==== Texto selecionado ====

Método de Avaliação de Programas de Compliance: Critérios usados pelo Departamento de Justiça dos EUA

O United States Department of Justice (DOJ) estabeleceu os critérios para avaliar os programas de compliance de empresas no curso de investigações e eventuais procedimentos criminais. [1] A versão atualizada deste documento, o Evaluation of Corporate Compliance Program (Updated Evaluation Guidance), foi publicada em abril de 2019.

O Updated Evaluation Guidance tem como objetivo orientar e auxiliar os promotores do DOJ na tomada decisões sobre se, e em qual medida, o programa de compliance das empresas estaria efetivamente sendo cumprido à época da ocorrência do delito e da denúncia das empresas. Nesse sentido, o guia oferece informações de apoio para que os promotores possam determinar: (i) a forma do processo, (ii) a multa pecuniária, se aplicável, e (iii) as obrigações de compliance contidas na decisão de um eventual processo criminal corporativo (como a imposição de monitoria ou de delações).

==== Dados fornecidos ====

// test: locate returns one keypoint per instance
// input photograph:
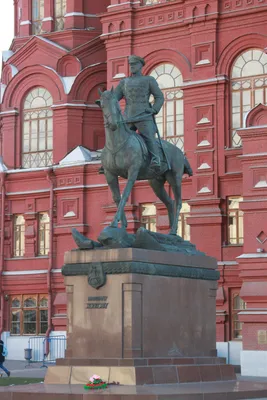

====

[Requisitos das tarefas]
[1] Segundo o texto sobre os critérios do DOJ, em que mês e ano foi publicada a versão atualizada do documento de avaliação?
[2] Transcreva o trecho do texto sobre os critérios do DOJ que se inicia nas palavras "O United States" e termina após as palavras "abril de 2019.".

[Soluções por tarefa]
[1] Em abril de 2019.

[2]
O United States Department of Justice (DOJ) estabeleceu os critérios para avaliar os programas de compliance de empresas no curso de investigações e eventuais procedimentos criminais. [1] A versão atualizada deste documento, o Evaluation of Corporate Compliance Program (Updated Evaluation Guidance), foi publicada em abril de 2019.